* [Your assignment]:
Transcribe word for word the lines spanning the line with "Target: dark wood upper cabinet" through the end of the records.

Available records Start Marker

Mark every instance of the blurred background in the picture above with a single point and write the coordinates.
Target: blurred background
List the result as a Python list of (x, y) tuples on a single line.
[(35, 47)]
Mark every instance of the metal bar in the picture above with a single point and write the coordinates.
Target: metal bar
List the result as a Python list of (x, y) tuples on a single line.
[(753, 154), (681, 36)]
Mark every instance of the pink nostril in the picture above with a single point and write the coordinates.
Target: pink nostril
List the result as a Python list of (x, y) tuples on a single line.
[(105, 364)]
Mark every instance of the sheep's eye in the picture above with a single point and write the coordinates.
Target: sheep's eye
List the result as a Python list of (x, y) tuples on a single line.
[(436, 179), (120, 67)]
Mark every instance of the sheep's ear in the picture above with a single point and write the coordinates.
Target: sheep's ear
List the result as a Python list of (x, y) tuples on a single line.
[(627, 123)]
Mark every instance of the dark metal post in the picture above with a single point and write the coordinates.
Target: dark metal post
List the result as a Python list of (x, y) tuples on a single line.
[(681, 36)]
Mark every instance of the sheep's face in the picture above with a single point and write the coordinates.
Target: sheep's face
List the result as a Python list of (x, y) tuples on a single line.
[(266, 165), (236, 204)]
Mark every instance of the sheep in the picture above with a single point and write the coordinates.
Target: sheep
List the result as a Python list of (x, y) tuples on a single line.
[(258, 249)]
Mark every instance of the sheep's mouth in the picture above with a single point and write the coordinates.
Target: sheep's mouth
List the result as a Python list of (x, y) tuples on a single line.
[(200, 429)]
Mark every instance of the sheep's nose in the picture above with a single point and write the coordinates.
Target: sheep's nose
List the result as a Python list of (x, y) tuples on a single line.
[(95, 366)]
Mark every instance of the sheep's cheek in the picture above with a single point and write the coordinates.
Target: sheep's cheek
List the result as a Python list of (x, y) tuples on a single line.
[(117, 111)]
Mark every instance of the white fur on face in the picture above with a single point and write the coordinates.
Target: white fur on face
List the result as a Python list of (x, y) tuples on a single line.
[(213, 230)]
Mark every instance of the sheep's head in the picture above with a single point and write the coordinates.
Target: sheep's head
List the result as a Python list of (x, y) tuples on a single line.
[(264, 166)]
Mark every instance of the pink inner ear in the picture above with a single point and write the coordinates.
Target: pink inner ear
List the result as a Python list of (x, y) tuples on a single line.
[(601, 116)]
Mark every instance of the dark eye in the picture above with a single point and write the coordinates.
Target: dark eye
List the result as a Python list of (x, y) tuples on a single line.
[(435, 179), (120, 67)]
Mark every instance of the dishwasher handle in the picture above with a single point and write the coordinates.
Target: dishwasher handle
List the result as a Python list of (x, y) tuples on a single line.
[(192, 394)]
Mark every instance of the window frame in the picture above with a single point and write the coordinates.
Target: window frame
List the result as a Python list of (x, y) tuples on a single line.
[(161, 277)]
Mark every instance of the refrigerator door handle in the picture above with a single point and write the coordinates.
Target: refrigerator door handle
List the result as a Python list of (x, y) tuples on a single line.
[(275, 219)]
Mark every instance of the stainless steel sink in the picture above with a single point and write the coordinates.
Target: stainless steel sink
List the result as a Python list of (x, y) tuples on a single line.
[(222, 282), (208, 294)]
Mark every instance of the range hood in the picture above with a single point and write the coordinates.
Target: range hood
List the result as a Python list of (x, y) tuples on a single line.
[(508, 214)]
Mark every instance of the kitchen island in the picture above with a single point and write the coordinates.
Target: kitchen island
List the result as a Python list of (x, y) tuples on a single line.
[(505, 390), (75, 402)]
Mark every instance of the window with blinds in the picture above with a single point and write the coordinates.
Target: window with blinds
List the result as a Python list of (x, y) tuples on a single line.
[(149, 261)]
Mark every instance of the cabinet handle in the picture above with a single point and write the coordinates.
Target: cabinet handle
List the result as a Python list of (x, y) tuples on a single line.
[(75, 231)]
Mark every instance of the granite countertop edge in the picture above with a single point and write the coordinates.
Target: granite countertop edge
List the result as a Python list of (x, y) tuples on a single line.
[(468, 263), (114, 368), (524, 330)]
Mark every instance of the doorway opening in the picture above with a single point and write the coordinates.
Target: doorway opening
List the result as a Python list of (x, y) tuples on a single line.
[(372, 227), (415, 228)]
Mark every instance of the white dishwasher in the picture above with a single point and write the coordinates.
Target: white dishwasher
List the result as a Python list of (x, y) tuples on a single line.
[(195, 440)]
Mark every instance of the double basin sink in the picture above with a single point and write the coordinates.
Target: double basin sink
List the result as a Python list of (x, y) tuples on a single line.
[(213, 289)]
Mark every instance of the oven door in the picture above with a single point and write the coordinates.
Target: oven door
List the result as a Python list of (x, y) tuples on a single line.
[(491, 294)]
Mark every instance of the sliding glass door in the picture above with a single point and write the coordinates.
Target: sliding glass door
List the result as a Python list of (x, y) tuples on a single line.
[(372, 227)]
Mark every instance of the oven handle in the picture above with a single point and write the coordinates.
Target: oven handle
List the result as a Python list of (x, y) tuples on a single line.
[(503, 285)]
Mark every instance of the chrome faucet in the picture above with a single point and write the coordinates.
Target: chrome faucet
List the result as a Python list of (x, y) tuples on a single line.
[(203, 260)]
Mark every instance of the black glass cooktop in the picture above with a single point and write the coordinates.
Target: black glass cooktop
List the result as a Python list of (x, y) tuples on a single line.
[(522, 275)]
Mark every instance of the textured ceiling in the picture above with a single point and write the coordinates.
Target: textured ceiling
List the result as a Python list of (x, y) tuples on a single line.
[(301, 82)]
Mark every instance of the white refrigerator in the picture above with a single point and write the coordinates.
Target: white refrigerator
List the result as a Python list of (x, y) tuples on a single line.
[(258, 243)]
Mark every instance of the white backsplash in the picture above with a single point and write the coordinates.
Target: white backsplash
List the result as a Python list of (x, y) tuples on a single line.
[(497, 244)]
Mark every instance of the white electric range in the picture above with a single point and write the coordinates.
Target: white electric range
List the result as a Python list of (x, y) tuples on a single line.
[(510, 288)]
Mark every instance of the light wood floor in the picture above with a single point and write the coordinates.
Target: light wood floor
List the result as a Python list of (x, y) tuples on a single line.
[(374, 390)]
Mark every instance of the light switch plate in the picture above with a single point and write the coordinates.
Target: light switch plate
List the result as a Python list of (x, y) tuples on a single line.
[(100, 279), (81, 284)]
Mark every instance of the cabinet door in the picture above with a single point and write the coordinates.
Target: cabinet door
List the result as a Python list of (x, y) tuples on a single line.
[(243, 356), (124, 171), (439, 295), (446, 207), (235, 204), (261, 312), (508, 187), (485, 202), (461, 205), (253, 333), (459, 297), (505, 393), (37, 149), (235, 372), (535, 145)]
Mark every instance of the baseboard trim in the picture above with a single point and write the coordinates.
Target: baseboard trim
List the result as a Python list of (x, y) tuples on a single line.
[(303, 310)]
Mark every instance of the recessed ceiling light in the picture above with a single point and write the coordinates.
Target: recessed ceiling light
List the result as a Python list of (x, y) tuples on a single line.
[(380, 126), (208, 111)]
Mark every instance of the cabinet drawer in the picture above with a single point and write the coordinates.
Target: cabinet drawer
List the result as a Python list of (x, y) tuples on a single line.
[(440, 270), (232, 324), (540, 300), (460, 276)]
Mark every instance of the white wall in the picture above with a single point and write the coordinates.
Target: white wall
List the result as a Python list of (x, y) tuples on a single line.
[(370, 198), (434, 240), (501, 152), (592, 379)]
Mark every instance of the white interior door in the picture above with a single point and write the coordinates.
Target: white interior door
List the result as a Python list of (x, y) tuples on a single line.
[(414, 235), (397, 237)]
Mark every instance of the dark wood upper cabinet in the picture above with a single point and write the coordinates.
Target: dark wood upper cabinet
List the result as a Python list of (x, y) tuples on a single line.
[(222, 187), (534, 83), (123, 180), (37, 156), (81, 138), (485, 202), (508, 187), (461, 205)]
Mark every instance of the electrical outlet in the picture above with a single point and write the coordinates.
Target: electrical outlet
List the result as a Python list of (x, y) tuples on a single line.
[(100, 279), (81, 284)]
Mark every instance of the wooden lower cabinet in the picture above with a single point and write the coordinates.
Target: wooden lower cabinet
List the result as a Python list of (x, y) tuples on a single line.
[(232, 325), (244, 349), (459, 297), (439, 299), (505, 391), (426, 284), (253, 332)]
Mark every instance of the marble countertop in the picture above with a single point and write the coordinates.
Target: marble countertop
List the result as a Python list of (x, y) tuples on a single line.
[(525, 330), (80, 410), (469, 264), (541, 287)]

Available records End Marker

* [Task solution]:
Target: dark wood upper cabinet
List the result as a Python list of (x, y) tuples on a single line.
[(222, 187), (534, 83), (123, 180), (37, 156), (81, 138), (485, 202), (508, 187), (461, 205)]
Mark every instance of the electrical outlet in the picture above with a single point and write the coordinates.
Target: electrical outlet
List the result as a Python list of (x, y) tuples on a single line.
[(100, 279), (81, 284)]
Mark every instance of the wooden lower cabinet in the picture above with a single point and write the coordinates.
Target: wooden lower cabinet
List the result as a Python list of (x, y) tuples on a single line.
[(232, 325), (244, 349), (459, 297), (439, 299), (505, 391), (426, 284), (253, 332)]
Mark every instance of the marble countertop in the picture above with a single point and write the coordinates.
Target: marble countertop
List the result as a Python list of (x, y) tuples on a single line.
[(525, 330), (80, 410), (469, 264), (541, 287)]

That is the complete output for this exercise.